Reproduce every record exactly as it appears, but not the pictures.
*****
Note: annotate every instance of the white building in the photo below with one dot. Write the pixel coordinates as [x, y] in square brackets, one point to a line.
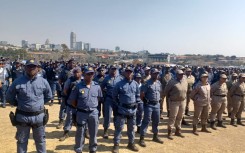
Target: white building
[72, 41]
[87, 47]
[36, 46]
[24, 44]
[79, 45]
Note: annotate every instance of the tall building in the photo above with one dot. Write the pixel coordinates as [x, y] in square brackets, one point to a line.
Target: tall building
[24, 44]
[87, 47]
[72, 41]
[117, 48]
[79, 45]
[3, 43]
[47, 42]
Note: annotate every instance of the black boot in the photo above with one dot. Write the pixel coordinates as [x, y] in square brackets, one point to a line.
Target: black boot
[51, 103]
[170, 134]
[195, 130]
[212, 125]
[204, 129]
[184, 122]
[138, 130]
[168, 113]
[142, 141]
[187, 112]
[106, 135]
[239, 122]
[132, 147]
[115, 148]
[233, 123]
[229, 115]
[157, 139]
[220, 124]
[87, 134]
[161, 114]
[178, 133]
[59, 126]
[65, 135]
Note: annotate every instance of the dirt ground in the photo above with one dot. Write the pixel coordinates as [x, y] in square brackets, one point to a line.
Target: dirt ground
[226, 140]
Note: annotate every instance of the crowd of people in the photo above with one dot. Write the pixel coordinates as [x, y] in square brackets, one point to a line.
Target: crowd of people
[128, 94]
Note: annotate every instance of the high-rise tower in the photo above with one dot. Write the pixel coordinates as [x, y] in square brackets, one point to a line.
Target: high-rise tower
[72, 41]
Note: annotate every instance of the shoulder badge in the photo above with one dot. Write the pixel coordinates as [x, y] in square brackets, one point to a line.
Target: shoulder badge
[81, 91]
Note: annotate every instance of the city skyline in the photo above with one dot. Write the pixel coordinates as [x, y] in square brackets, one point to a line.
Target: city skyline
[180, 27]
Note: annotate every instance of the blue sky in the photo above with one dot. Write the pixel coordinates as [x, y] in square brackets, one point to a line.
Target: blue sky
[174, 26]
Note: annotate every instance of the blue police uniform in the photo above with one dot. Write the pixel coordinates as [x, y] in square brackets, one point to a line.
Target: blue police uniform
[87, 113]
[99, 79]
[4, 75]
[52, 77]
[64, 75]
[31, 95]
[109, 83]
[126, 95]
[140, 111]
[70, 110]
[152, 106]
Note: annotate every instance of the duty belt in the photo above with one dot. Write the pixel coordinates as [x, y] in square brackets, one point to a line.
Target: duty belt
[220, 95]
[239, 95]
[29, 113]
[153, 102]
[71, 106]
[129, 106]
[109, 96]
[125, 116]
[84, 111]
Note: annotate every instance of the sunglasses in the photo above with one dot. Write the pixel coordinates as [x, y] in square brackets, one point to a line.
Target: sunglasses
[89, 73]
[31, 66]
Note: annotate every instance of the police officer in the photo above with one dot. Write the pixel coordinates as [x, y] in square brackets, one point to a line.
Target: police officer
[107, 86]
[64, 75]
[237, 93]
[85, 98]
[4, 83]
[151, 93]
[126, 95]
[219, 101]
[99, 79]
[140, 107]
[29, 93]
[176, 90]
[165, 78]
[52, 77]
[147, 74]
[70, 110]
[190, 80]
[201, 97]
[229, 85]
[17, 70]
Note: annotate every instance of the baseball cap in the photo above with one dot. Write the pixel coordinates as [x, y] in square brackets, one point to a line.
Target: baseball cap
[89, 70]
[154, 70]
[138, 75]
[129, 69]
[223, 76]
[179, 72]
[32, 62]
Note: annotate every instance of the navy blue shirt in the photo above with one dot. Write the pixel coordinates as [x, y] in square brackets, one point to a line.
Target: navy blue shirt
[152, 90]
[87, 98]
[31, 94]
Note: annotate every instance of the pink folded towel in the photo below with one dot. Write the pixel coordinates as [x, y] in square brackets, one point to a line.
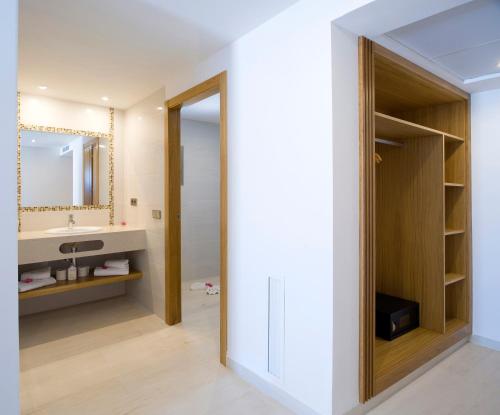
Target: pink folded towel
[26, 286]
[116, 263]
[109, 271]
[36, 274]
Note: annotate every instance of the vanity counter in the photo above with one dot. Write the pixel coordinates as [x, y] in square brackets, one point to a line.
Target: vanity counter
[38, 246]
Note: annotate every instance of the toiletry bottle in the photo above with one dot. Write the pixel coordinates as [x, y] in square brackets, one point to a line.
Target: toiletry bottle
[72, 271]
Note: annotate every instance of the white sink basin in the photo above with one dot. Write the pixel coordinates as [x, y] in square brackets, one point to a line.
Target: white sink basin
[75, 230]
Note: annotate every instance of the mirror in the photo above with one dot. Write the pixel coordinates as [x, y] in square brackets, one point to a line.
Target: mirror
[63, 169]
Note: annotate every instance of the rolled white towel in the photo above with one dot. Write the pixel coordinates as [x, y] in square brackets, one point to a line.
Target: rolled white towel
[109, 271]
[27, 286]
[116, 263]
[36, 274]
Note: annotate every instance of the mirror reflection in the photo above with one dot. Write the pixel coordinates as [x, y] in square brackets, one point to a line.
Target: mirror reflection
[63, 170]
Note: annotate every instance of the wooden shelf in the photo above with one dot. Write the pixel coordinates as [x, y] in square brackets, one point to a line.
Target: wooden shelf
[449, 232]
[394, 128]
[397, 358]
[450, 138]
[65, 286]
[451, 278]
[450, 184]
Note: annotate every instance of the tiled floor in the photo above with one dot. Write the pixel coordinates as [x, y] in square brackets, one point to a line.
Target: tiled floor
[466, 383]
[114, 357]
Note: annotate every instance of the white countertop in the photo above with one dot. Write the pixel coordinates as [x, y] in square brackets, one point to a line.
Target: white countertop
[23, 236]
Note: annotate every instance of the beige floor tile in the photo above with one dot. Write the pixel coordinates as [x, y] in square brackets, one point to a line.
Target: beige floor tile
[114, 357]
[466, 383]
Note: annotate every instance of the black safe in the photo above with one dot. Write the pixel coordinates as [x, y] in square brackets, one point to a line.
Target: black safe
[394, 316]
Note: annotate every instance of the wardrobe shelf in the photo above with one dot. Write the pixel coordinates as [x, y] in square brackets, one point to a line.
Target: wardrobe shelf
[65, 286]
[394, 128]
[450, 184]
[397, 358]
[449, 232]
[451, 278]
[450, 138]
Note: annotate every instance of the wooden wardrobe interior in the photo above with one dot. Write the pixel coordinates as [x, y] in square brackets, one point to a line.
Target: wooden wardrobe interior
[415, 212]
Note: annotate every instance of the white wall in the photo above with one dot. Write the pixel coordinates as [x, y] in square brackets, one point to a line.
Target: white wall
[345, 221]
[9, 346]
[47, 177]
[45, 111]
[485, 110]
[281, 193]
[77, 173]
[200, 200]
[143, 178]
*****
The output:
Note: annotate every instance of the white building in the photo below with one dot. Write the pixel coordinates as [x, y] in square brackets, one point to a line.
Target: white building
[72, 41]
[87, 47]
[36, 46]
[24, 44]
[79, 45]
Note: annotate every instance of the tall building in the photo above with one dot. Write the pixel coordinates as [x, y] in square brackets, one point to a line.
Target: tall building
[24, 44]
[87, 47]
[72, 41]
[117, 48]
[79, 45]
[3, 43]
[47, 42]
Note: annotate every instance of the black boot in the photo above with one dot. Write the pixel coordinates as [x, y] in square brackets, one point to a line.
Target: black boot
[51, 103]
[170, 134]
[195, 130]
[212, 125]
[204, 129]
[184, 122]
[138, 130]
[168, 113]
[142, 141]
[187, 112]
[106, 135]
[239, 122]
[132, 147]
[115, 148]
[233, 123]
[229, 115]
[157, 139]
[220, 124]
[87, 134]
[161, 114]
[178, 133]
[59, 126]
[65, 135]
Note: annotate every instance of the dirt ground in the photo above with one dot. Write the pixel coordinates as [x, y] in square brackets, one point to a line.
Target: dirt ground
[226, 140]
Note: annotate every instance of the crowd of people in the photo above with one dot. Write the pixel coordinates as [x, y] in square brackets, one point to a line.
Target: crowd of people
[128, 94]
Note: annotate every instance of the high-rise tower in the photo above with one dot. Write the pixel coordinates as [x, y] in square brackets, one point to a line.
Target: high-rise tower
[72, 41]
Note: annotate every instance of the shoulder badge in the photo above with one dot. Write the pixel coordinates as [x, y] in square brackets, one point to a line.
Target: shoulder badge
[81, 91]
Note: annotate every instance of the city skyline in the photo above with one dot. Write the pixel coordinates as [x, y] in square brackets, one point to a line.
Target: city skyline
[180, 27]
Note: annotate every instance of the blue sky in the photo above with one dot. Write the pixel coordinates as [x, y] in square brackets, one point to a line.
Target: blue sky
[174, 26]
Note: annotate every instance of the blue police uniform in the photo above with one dot. Write the pixel coordinates as [x, y] in square brackets, one point to a line.
Target: blue police uniform
[87, 113]
[99, 79]
[4, 75]
[52, 77]
[64, 75]
[31, 95]
[109, 83]
[126, 95]
[140, 111]
[70, 110]
[152, 106]
Note: annotate every instance of the duty belt in the photo above with one dot. Write the pixel coordinates as [x, y] in square brackets, one point to a line.
Target: duty belt
[220, 95]
[239, 95]
[29, 113]
[153, 102]
[71, 106]
[129, 106]
[109, 96]
[125, 116]
[84, 111]
Note: annotate every instance of the sunglasses in the photo above with one dot. Write the pixel coordinates as [x, y] in square brackets, one point to a line.
Target: sunglasses
[89, 73]
[31, 66]
Note: annotate every instance of the police officer in the photo above with one dot. Write the pixel coordinates as [x, y] in square brackets, one point to a line.
Target: police officer
[107, 86]
[64, 75]
[237, 93]
[85, 98]
[4, 83]
[151, 93]
[126, 95]
[219, 101]
[99, 79]
[140, 107]
[29, 93]
[176, 90]
[165, 78]
[52, 77]
[147, 74]
[70, 110]
[190, 80]
[201, 97]
[229, 85]
[17, 70]
Note: annotate every instance of the baseball cap in the photo above with one dot. Write the pixel coordinates as [x, y] in square brackets, one point to a line.
Target: baseball cap
[89, 70]
[154, 70]
[138, 75]
[129, 69]
[223, 76]
[179, 72]
[32, 62]
Note: annotate every instance of the navy blue shirt in the photo above with one dot. Write the pixel coordinates as [x, y] in square brackets, one point to a line.
Target: navy blue shirt
[152, 90]
[87, 98]
[31, 94]
Note: annotate every instance of the pink folded towel in the photo below with one dot. Write the pixel coordinates as [x, y] in square brackets, one point to a line.
Target: pink folded towel
[26, 286]
[116, 263]
[109, 271]
[36, 274]
Note: annotate every instance of the vanity counter in the photo above with one dot. Write the pixel coordinates as [x, y] in square brackets, one point to a line.
Target: vanity counter
[38, 246]
Note: annotate every instance of the toiletry bottle in the photo above with one dot. Write the pixel coordinates as [x, y] in square brackets, one point to a line.
Target: toiletry bottle
[72, 271]
Note: annotate every instance of the white sink basin in the photo above with one dot. Write the pixel coordinates as [x, y] in square brackets, one point to a line.
Target: white sink basin
[75, 230]
Note: annotate every instance of the mirror in the photo above with one dot. Write the pixel coordinates as [x, y] in square brackets, one point to a line.
Target: mirror
[63, 169]
Note: annotate every instance of the rolled white towel in the photo above with one dot. Write the pixel coordinates as [x, y] in square brackets, one point to a line.
Target: rolled white towel
[109, 271]
[27, 286]
[116, 263]
[36, 274]
Note: annotate every instance of the mirror reflection in the photo above with one dot. Write the pixel coordinates as [x, y] in square brackets, one point to a line.
Target: mirror reflection
[63, 170]
Note: annotate every instance of the wooden shelf in the photo above with one dot. Write the pixel coordinates as [x, y] in square brackets, one point to a line.
Target: wooden shelf
[449, 232]
[394, 128]
[397, 358]
[450, 138]
[65, 286]
[451, 278]
[450, 184]
Note: annotate every instance of the tiled floor in the photo above with one dot. Write the pixel coordinates as [x, y] in square brackets, one point to a line.
Target: tiled floor
[466, 383]
[114, 357]
Note: annotate every instance of the white countertop in the photo above with one dot. Write the pixel coordinates as [x, y] in square brackets, one point to a line.
Target: white countertop
[23, 236]
Note: annotate every instance of the beige floor tile in the photo above with one dot. Write the pixel coordinates as [x, y] in square brackets, one point to a line.
Target: beige floor tile
[114, 357]
[466, 383]
Note: annotate every instance of the black safe in the photo above with one dot. Write the pixel coordinates as [x, y] in square brackets, one point to a line.
Target: black safe
[394, 316]
Note: annotate every instance of the wardrobe shelf in the photo above with one dot. Write the pixel coordinates as [x, y] in square brackets, one point to a line.
Target: wardrobe shelf
[65, 286]
[394, 128]
[450, 184]
[397, 358]
[449, 232]
[451, 278]
[450, 138]
Note: annotate every instance of the wooden wardrobe interior in the photo above with one dot. Write the pixel coordinates as [x, y] in square brackets, one point to a line.
Target: wooden wardrobe interior
[415, 212]
Note: annotate every instance of the white wall in the photo above with one dot. Write the pixel coordinates as [x, y] in square brackets, one point to a line.
Target: white wall
[345, 221]
[9, 346]
[47, 177]
[45, 111]
[485, 110]
[281, 193]
[77, 173]
[200, 200]
[143, 178]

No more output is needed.